#### Task directions:
Format the lines below as a Markdown table with the columns Row and Text, putting the row number in Row and the line itself in Text. Skip blank lines and leave the picture out of the table.

#### Given records:
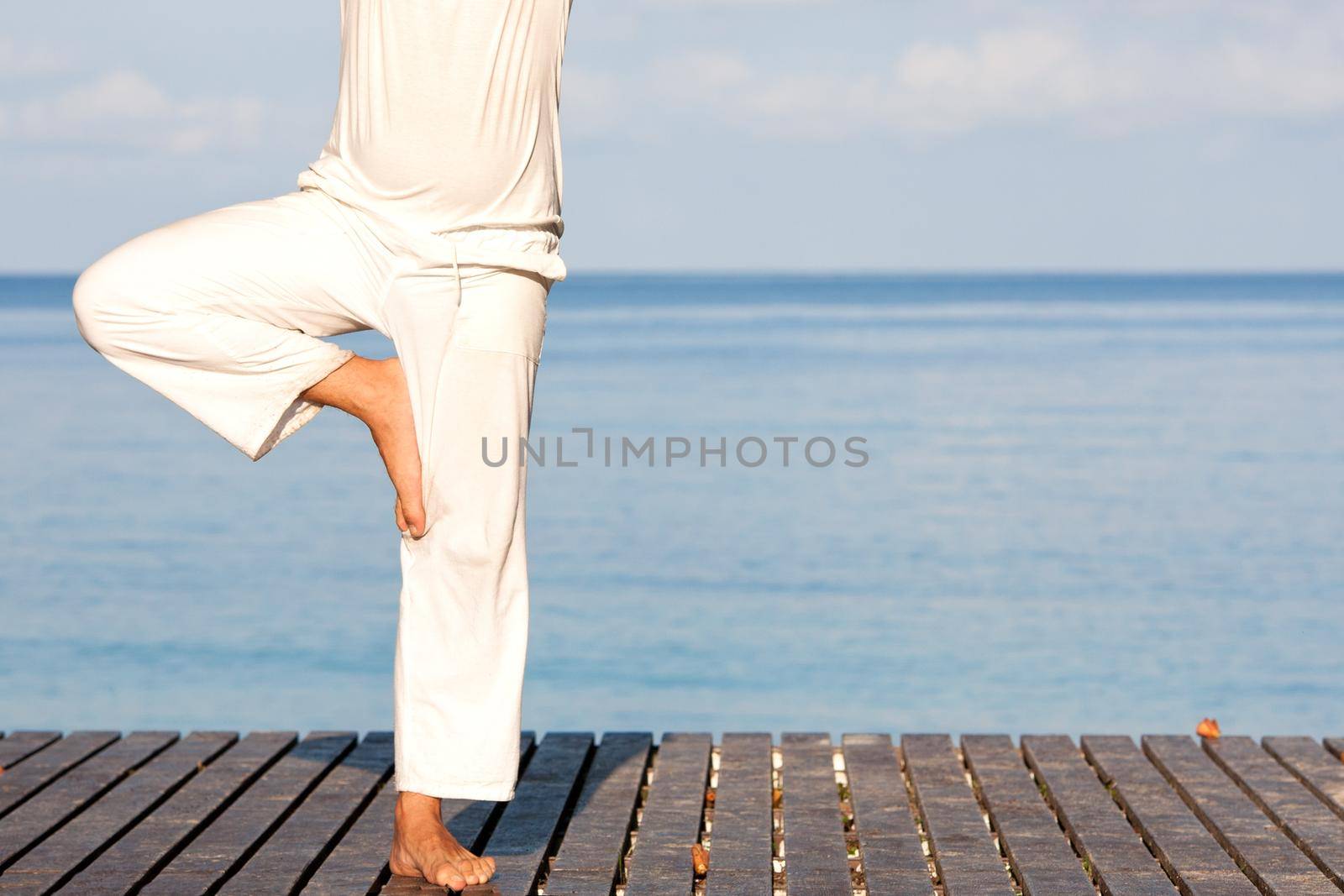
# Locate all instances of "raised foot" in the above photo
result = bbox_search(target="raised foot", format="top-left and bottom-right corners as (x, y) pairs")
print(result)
(388, 791), (495, 889)
(304, 356), (425, 537)
(360, 358), (425, 537)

#### Worked solution:
| Row | Text |
|---|---|
| 1 | # Locate all instances of "raised foot" in the above photo |
| 2 | result = bbox_search(target="raised foot", format="top-left and bottom-right corners as (x, y) pairs") |
| 3 | print(result) |
| 4 | (388, 791), (495, 889) |
| 5 | (304, 356), (425, 537) |
| 6 | (360, 358), (425, 537) |